» **Document passage**:
● ● ● ●
Sexual Repression and the American Dating Collapse: Why My Work Sounds Extreme If You’re Used To Extremes
Dating in America has become strangely polarized, especially within the current American dating culture. Many of the women I work with feel caught between extremes, unsure where they fit or why healthy connection seems harder to find.
Originally published on Medium, this reflection explores how cultural norms around sex, intimacy, and emotional presence shape modern dating, and why what looks "extreme" is often just grounded, middle-path relating.
Why So Many Women Don’t Fit Into Today’s American Dating Culture
America is in a strange place right now. It feels like a country in the middle of a man’s deeply awkward midlife crisis.
We have overcorrected in two directions at once: toward purity culture and toward digital hedonism. Most women I know feel like they are being cast either in The Handmaid’s Tale or on the opposite extreme of online performance.
● ● ● ●
» **Data in this exercise**:
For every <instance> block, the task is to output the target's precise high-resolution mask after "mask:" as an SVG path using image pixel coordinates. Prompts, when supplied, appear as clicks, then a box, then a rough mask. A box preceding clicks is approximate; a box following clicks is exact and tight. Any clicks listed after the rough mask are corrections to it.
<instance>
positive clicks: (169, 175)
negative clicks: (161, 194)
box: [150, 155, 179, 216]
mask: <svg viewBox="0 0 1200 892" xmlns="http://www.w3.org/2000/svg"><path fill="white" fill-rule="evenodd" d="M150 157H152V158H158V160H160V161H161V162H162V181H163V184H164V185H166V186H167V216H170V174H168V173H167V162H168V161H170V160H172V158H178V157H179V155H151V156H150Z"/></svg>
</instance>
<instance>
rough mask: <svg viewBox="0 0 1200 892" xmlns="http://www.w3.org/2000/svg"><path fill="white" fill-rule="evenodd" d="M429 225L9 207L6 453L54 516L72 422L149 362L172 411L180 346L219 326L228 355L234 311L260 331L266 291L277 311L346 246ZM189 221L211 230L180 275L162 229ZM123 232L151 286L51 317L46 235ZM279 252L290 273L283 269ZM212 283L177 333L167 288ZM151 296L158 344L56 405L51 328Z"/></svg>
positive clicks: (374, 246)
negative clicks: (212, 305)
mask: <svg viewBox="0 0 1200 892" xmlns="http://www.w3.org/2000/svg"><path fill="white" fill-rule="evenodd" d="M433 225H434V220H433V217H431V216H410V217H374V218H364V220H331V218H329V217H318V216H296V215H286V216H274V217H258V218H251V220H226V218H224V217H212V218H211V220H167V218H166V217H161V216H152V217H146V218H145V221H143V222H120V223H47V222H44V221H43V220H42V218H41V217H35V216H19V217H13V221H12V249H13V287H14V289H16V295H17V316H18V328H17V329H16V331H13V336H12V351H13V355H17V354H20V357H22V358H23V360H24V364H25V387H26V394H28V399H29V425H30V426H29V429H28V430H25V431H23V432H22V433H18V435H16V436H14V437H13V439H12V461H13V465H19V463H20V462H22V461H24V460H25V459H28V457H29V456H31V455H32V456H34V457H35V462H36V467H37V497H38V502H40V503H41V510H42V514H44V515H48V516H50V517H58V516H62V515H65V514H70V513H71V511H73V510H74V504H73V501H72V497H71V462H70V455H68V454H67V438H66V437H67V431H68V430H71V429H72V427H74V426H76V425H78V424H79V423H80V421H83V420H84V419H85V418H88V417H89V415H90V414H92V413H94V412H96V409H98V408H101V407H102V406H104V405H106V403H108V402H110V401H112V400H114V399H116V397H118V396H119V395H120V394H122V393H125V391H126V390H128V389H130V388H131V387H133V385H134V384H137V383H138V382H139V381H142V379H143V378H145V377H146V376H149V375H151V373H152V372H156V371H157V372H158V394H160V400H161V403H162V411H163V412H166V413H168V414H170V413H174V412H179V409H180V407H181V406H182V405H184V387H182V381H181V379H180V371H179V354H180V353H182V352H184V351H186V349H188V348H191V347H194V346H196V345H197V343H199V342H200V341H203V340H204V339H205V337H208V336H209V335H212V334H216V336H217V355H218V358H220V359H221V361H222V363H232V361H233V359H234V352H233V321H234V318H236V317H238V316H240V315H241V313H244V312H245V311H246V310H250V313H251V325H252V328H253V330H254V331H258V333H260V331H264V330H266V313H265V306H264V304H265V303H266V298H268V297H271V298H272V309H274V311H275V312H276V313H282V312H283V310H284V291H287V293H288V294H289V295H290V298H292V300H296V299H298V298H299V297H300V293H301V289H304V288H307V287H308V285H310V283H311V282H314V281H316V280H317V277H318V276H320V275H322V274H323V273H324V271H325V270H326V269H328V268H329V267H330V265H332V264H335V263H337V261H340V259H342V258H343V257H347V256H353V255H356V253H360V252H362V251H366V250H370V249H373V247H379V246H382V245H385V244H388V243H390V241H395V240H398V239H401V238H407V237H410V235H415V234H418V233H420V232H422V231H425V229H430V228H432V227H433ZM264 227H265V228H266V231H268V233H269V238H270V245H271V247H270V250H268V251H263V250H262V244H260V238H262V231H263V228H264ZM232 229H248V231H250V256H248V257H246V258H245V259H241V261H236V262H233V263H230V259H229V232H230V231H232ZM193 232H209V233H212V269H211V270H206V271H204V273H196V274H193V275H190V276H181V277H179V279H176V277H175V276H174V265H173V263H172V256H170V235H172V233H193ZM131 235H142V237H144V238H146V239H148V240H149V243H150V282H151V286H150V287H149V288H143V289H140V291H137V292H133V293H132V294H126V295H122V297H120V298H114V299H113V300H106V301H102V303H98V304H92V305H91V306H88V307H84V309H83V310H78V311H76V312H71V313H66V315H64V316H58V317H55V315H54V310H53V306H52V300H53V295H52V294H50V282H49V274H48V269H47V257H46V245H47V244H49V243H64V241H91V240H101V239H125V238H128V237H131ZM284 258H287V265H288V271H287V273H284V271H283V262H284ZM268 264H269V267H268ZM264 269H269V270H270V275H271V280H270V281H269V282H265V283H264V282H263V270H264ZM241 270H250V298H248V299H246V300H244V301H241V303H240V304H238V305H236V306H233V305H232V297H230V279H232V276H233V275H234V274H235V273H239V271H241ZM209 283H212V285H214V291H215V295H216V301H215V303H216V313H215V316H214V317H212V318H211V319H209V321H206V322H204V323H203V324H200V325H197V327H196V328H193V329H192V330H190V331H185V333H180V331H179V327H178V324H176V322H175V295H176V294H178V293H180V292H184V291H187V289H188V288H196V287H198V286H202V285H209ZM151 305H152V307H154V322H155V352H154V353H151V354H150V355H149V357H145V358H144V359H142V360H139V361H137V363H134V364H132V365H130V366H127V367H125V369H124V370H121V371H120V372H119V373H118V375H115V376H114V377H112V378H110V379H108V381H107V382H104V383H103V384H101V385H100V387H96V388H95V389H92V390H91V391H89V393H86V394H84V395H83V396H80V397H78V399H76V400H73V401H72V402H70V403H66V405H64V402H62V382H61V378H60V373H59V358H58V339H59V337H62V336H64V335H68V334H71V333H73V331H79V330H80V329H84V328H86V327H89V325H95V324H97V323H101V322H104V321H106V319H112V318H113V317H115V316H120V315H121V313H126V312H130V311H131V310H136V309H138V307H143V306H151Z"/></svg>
● ● ● ●
» **Brief A**: Recast the stretch of the rows from the line containing "</instance>" through the line containing "positive clicks: (374, 246)" as a JSON list of strings, one string per line, leaving out blank lines.
» **Brief B**: Continue the essay on American dating culture from its last sentence.
The essay on American dating culture and the rows are unrelated material.

» **Response box A**:
[
  "</instance>",
  "<instance>",
  "rough mask: <svg viewBox=\"0 0 1200 892\" xmlns=\"http://www.w3.org/2000/svg\"><path fill=\"white\" fill-rule=\"evenodd\" d=\"M429 225L9 207L6 453L54 516L72 422L149 362L172 411L180 346L219 326L228 355L234 311L260 331L266 291L277 311L346 246ZM189 221L211 230L180 275L162 229ZM123 232L151 286L51 317L46 235ZM279 252L290 273L283 269ZM212 283L177 333L167 288ZM151 296L158 344L56 405L51 328Z\"/></svg>",
  "positive clicks: (374, 246)"
]

» **Response box B**:
There is almost no space in the middle. And being in the middle can make you feel slightly unreal, like you are the one missing something obvious.
When I started dating again in my late 30s after a long marriage, I quickly realized something most women do not say out loud. I appealed to a wide range of men when it came to casual dating. But far fewer could imagine me as a partner.
The same was true for me.
It was not an attraction. It was a sense that something in me did not match the environment.
And the deeper I went into somatic coaching, the more that truth revealed itself.
Most people carry an unconscious filter running inside them at all times. What feels familiar? What resembles home, even if home was chaotic?
And slowly, I realized I did not feel like "home" within the emotional climate of many people I met.
The Twilight Zone of American Dating
One of my very first post-divorce dates involved a man enthusiastically telling me he had helped a friend set up her cameras for her online content the night before.
I remember blinking, trying to figure out why he thought this would land as progressive or charming. It was not the content itself that threw me. It was the lack of relational awareness.
It was the assumption that, while essentially interviewing for a place in my love life, this would impress me.
It felt… off. Extreme in a way neither of us acknowledged.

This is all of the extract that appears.